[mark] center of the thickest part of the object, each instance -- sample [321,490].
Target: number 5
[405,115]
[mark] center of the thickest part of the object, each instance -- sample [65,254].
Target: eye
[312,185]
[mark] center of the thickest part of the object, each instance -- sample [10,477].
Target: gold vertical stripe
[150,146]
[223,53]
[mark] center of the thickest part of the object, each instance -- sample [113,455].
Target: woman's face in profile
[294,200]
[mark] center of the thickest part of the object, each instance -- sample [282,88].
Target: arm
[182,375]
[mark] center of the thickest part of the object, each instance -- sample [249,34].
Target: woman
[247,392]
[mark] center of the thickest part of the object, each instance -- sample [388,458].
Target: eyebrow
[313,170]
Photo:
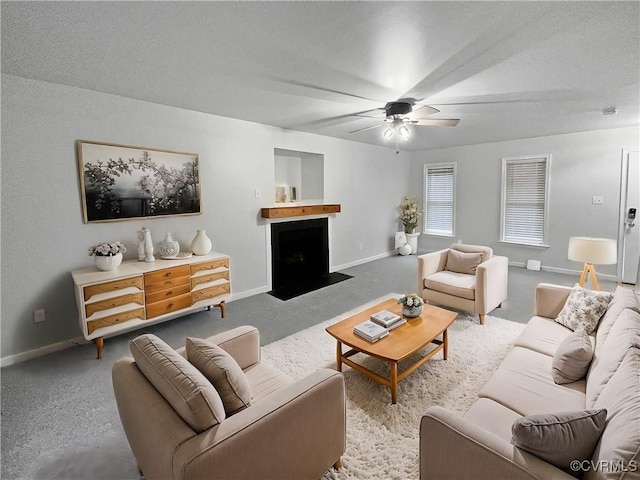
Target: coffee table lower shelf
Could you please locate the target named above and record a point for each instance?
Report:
(395, 376)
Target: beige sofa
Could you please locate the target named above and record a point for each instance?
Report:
(291, 429)
(479, 445)
(465, 277)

## Problem description
Beginning with the line that holds "Target: woman's face in profile" and ending with the last line of the material above, extract every line exactly, pictures excluded.

## Task response
Target: woman's face in profile
[294,200]
[mark] center of the thickest part of the object, each instance -- sample [282,88].
Target: arm
[182,375]
[mark] center of the thickest part of the object, each instance -- sample [249,34].
Target: woman
[247,392]
[mark] center of the thickest part of the object, each instance -- sample [388,458].
Target: eyebrow
[313,170]
Photo:
Target: coffee table lower shelf
Could you please locate the target named above and record a point for each instance?
Report:
(395, 376)
Target: beige sofa
Could you please locate the target named above and record a point for each instance?
Report:
(291, 429)
(479, 445)
(465, 277)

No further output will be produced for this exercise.